== KUTIPAN SUMBER ==

Pas Marque – Kostum Halloween telah berevolusi jauh dari asal-usulnya yang identik dengan hal-hal mistis. Kini, perayaan ini menjadi ruang ekspresi diri dan bentuk pernyataan budaya. Apa yang dahulu hanyalah ritual untuk menolak roh jahat, kini berubah menjadi ajang untuk menunjukkan kreativitas, identitas, bahkan perlawanan sosial. Dari pesta legendaris di film Mean Girls hingga kostum kelinci pink yang dikenakan Elle Woods dalam Legally Blonde, pakaian yang digunakan saat Halloween bukan sekadar hiburan. Ia menjadi cerminan bagaimana masyarakat melihat, menilai, dan mengekspresikan diri, terutama bagi perempuan yang berjuang untuk mengendalikan tubuh dan citranya sendiri. Namun di balik ekspresi bebas itu, industri hiburan dan fesyen justru memainkan peran besar, menjadikan kebebasan tersebut sebagai ladang bisnis bernilai miliaran dolar. Pertanyaannya, apakah Halloween masih soal ekspresi diri, atau hanya strategi industri yang membungkus komersialisasi dalam bentuk kebebasan?
Kostum Halloween bagi perempuan pernah menjadi simbol perlawanan yang kuat, terutama pada masa gelombang kedua feminisme di tahun 1960-an. Saat itu, pakaian bukan hanya urusan gaya, melainkan bentuk penentangan terhadap aturan sosial yang membatasi perempuan. Menurut peneliti Teresa Pavia dari University at Albany, mengenakan pakaian yang lebih terbuka dianggap sebagai tindakan melawan sistem patriarki yang mengatur tubuh perempuan. Dalam konteks Halloween, pesta kostum menjadi satu-satunya hari dalam setahun di mana perempuan bisa berpakaian bebas tanpa takut dihakimi. Dari situ, lahirlah pemahaman bahwa pilihan busana bisa menjadi simbol kebebasan. Namun, seiring waktu, semangat perlawanan itu mulai bergeser. Apa yang dulu menjadi bentuk ekspresi kini berubah menjadi komoditas yang dijual massal oleh industri besar demi keuntungan ekonomi.
Kebebasan berekspresi melalui Kostum Halloween kini semakin dikendalikan oleh pasar. Penelitian Adie Nelson dari University of Waterloo menunjukkan bahwa pilihan kostum bukan lagi sepenuhnya milik individu, melainkan hasil rekayasa industri yang menentukan apa yang dianggap menarik dan tren. Kostum perempuan, misalnya, cenderung dilabeli dengan kata “seksi”, mulai dari perawat, polisi, hingga pemadam kebakaran. Sebaliknya, kostum laki-laki tidak mengalami pelabelan serupa. Fenomena ini mencerminkan adanya bias gender yang terus dipelihara oleh industri hiburan dan media. Apa yang dulu menjadi simbol pembebasan kini dimanipulasi untuk mendorong konsumerisme dan membentuk standar kecantikan baru. Pasar tidak lagi menjual ide kebebasan, tetapi menjual citra “bebas” yang sudah dikemas rapi untuk menghasilkan keuntungan besar setiap musim Halloween tiba.

== CUPLIKAN BARIS ==
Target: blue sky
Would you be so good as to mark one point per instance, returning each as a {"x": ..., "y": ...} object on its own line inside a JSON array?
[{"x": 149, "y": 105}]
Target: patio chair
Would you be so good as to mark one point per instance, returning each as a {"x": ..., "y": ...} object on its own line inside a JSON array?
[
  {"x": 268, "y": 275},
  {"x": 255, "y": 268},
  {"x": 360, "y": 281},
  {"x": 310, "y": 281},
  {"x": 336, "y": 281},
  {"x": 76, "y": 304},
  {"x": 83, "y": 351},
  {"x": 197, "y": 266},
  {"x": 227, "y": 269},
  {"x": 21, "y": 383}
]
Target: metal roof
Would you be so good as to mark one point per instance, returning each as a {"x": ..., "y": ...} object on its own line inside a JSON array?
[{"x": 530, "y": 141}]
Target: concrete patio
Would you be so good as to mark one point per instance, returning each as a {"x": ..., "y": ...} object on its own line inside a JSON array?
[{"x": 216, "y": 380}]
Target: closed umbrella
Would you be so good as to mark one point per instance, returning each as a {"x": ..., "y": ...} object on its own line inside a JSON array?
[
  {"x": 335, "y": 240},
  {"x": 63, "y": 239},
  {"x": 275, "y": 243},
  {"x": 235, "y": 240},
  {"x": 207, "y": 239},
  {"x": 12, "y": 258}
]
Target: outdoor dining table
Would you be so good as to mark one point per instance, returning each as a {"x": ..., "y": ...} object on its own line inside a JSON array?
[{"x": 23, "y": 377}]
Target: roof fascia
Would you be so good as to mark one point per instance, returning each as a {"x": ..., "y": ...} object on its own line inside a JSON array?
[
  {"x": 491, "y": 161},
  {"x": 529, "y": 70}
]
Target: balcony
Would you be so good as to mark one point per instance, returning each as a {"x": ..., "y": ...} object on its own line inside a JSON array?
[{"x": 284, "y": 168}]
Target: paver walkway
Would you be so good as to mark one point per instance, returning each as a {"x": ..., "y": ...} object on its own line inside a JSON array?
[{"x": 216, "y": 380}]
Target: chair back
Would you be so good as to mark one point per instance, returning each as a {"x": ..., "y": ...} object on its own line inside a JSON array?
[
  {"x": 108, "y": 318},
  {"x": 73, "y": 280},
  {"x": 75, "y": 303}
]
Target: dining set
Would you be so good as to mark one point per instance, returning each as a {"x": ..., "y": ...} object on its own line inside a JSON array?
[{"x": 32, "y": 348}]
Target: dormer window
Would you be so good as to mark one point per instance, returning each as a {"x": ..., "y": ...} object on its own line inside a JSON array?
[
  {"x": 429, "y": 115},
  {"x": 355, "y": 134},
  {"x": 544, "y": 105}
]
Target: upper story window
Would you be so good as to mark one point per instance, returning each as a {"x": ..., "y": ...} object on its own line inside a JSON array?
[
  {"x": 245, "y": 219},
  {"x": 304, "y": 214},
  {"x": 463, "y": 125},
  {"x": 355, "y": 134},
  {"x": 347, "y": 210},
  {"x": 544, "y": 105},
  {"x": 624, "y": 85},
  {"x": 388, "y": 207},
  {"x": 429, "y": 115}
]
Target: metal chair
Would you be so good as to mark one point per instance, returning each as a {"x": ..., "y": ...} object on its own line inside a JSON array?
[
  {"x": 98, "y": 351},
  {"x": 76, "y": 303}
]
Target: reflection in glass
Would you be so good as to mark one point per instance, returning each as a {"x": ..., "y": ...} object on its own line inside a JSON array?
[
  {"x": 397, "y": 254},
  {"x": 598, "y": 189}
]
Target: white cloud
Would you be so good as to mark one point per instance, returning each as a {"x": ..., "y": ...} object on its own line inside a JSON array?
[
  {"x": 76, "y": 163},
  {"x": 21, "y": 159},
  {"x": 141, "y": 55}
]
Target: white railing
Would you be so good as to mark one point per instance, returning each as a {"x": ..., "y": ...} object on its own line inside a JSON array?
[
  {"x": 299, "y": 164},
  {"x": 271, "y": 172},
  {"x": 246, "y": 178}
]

== TUGAS LATIHAN ==
**a)** Tolong tentukan apakah setiap pernyataan berikut sesuai dengan teks tentang kostum Halloween, lalu jawab ya atau tidak disertai kutipan persis dari teks yang menjadi penentunya. (i) Teresa Pavia adalah peneliti dari University of Waterloo. (ii) Kostum laki-laki juga dilabeli dengan kata “seksi”. (iii) Gelombang kedua feminisme terjadi pada tahun 1960-an.
**b)** Jawab pertanyaan berikut berdasarkan teks tentang kostum Halloween, satu jawaban per baris dengan penanda yang sama.
(i) Siapa yang mengenakan kostum kelinci pink dalam Legally Blonde?
(ii) Dari universitas mana Adie Nelson berasal?
(iii) Profesi apa saja yang disebut sebagai contoh kostum perempuan berlabel “seksi”?

== HASIL TUGAS ==
**a)**
(i) Tidak: “Menurut peneliti Teresa Pavia dari University at Albany”
(ii) Tidak: “Sebaliknya, kostum laki-laki tidak mengalami pelabelan serupa.”
(iii) Ya: “terutama pada masa gelombang kedua feminisme di tahun 1960-an”

**b)**
(i) Elle Woods
(ii) University of Waterloo
(iii) Perawat, polisi, dan pemadam kebakaran